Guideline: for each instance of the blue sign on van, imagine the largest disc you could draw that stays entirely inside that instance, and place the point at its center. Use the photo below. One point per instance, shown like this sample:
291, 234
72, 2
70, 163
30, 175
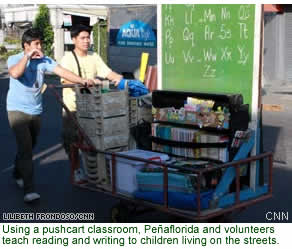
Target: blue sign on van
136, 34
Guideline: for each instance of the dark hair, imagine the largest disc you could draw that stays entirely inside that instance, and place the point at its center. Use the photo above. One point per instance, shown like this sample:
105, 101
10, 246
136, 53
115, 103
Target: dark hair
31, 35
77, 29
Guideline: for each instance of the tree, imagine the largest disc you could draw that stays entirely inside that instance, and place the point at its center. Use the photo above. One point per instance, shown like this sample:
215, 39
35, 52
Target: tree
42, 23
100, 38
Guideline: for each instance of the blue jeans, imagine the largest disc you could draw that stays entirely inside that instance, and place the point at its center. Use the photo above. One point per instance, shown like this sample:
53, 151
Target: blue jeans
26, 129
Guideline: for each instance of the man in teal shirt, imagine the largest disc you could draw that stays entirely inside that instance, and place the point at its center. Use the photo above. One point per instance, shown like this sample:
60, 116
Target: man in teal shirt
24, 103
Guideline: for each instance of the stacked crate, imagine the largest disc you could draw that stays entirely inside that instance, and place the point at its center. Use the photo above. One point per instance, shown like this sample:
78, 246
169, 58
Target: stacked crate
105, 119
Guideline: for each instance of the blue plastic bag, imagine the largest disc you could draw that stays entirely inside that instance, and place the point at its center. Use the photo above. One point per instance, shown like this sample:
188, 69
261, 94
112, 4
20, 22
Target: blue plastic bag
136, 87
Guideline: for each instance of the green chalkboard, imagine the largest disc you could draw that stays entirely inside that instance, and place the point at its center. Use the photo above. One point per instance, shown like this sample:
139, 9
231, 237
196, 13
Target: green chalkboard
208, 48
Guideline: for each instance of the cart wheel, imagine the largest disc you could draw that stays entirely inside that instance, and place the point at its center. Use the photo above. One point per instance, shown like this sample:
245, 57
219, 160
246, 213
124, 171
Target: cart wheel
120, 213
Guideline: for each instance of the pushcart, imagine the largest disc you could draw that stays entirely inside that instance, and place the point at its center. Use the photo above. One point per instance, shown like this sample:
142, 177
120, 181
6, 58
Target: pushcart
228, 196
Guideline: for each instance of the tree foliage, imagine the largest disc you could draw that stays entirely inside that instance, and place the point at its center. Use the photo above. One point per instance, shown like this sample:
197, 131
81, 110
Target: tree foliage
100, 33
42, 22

————

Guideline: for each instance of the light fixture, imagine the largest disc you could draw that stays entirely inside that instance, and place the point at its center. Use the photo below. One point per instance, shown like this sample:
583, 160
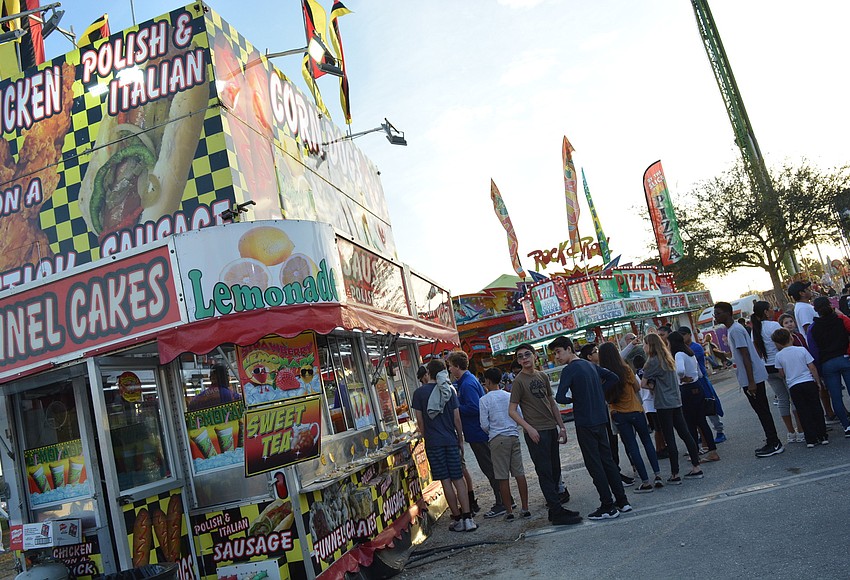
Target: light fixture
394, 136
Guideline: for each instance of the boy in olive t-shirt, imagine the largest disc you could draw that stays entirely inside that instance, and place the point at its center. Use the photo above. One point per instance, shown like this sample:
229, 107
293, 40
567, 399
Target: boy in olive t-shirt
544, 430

————

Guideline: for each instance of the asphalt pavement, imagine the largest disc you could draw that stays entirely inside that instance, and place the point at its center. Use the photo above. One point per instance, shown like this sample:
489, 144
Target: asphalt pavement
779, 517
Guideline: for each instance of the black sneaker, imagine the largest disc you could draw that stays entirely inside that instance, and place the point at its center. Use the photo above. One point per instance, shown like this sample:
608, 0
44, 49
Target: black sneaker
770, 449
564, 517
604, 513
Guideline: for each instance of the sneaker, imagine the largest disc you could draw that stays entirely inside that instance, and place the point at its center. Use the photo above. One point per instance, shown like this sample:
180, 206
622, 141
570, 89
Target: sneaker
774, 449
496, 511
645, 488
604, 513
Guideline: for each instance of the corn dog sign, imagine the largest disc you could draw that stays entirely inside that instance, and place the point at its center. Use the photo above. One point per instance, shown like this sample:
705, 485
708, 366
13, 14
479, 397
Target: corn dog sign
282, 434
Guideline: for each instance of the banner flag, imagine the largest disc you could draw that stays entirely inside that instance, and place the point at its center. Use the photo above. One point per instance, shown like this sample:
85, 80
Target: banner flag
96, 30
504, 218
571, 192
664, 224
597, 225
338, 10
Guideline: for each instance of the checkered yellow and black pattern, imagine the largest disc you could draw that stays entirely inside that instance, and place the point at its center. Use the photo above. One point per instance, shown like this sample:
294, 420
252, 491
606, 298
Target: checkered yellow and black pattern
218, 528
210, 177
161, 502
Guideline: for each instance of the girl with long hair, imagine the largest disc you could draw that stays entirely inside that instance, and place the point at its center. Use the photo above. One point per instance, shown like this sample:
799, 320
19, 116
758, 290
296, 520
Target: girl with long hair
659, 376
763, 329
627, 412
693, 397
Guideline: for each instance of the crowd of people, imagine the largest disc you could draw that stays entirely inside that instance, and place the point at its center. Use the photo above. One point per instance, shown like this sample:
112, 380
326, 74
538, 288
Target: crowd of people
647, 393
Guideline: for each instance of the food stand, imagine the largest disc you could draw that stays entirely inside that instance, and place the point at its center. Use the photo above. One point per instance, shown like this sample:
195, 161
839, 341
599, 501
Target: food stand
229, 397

————

• _CHALLENGE_: Copy out each line of the entries above that contains the string "green", keeping every such line whole.

• _SOLUTION FOR THIS PROBLEM_:
Guideline: for each instance of the green chalkboard, imagine the largest disc you could draw that stays entirely inside that instance, and place the point at its center. Use the photo above. One point per instance, shown like this sample:
Target: green chalkboard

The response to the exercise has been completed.